==== Provided information ====

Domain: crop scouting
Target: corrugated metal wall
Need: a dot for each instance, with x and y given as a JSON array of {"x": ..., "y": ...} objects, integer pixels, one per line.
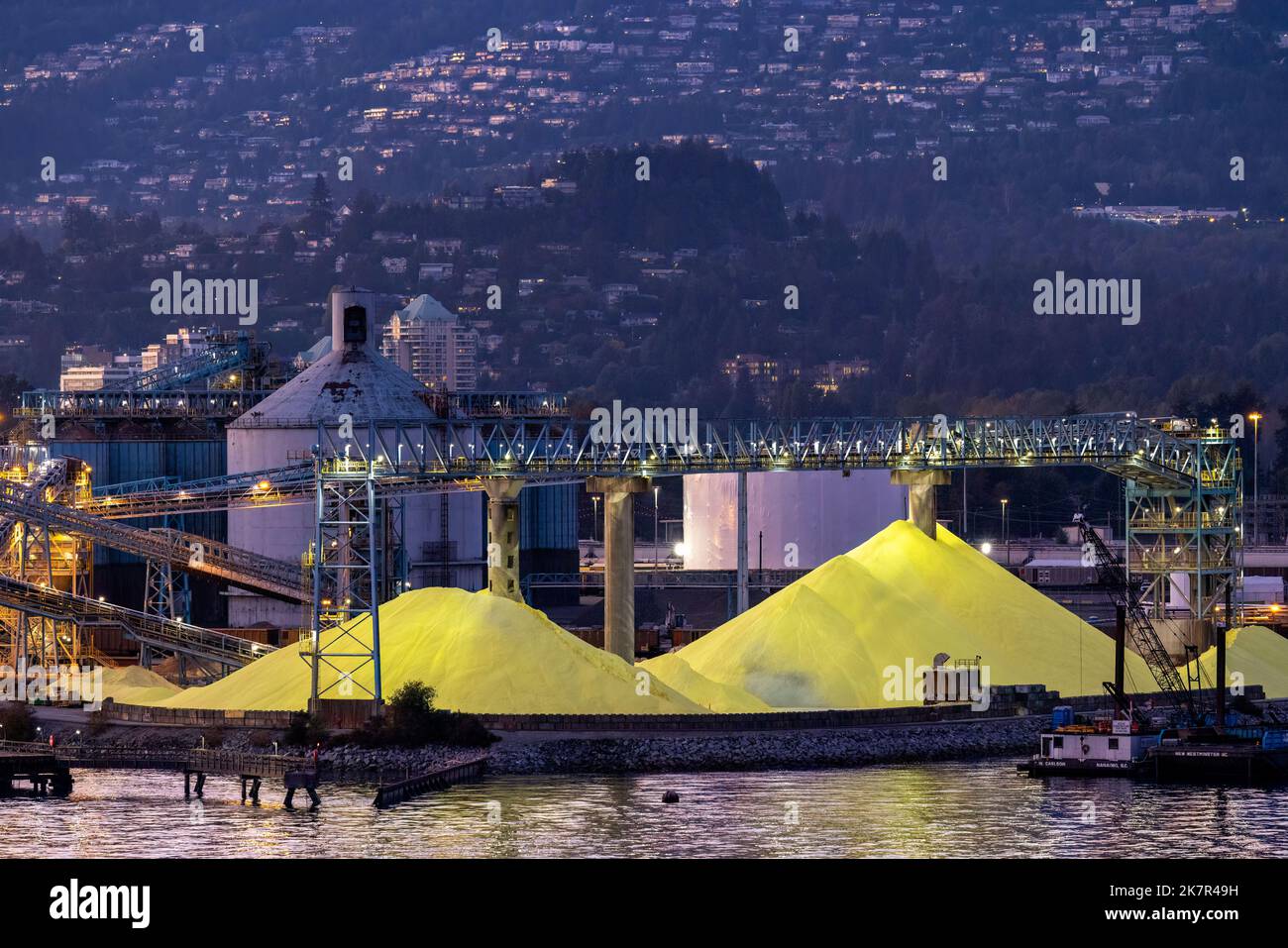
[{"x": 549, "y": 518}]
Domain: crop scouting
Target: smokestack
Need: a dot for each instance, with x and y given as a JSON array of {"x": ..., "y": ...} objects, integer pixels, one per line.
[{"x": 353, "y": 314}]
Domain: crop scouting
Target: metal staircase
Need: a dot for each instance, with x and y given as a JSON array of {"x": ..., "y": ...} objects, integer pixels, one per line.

====

Exercise: Quote the records above word for word, leaving out the pictures.

Final result:
Domain: crop scouting
Target: corrugated metal wall
Need: a dot for each instance, with x and y given as a JSON array of {"x": ..., "y": ...} objects, integer pixels, one per line.
[{"x": 549, "y": 518}]
Domain: crop scouting
Target: smokestack
Need: a dot for each instance, with x and y given as a JSON array of {"x": ..., "y": ...} objects, integer pixels, one per line.
[{"x": 353, "y": 314}]
Domain: crop scouting
Target: metal staircase
Need: a dot for each instance, with x and y given as a JSON array of {"x": ..., "y": ...} objects, integer pixels, one per line.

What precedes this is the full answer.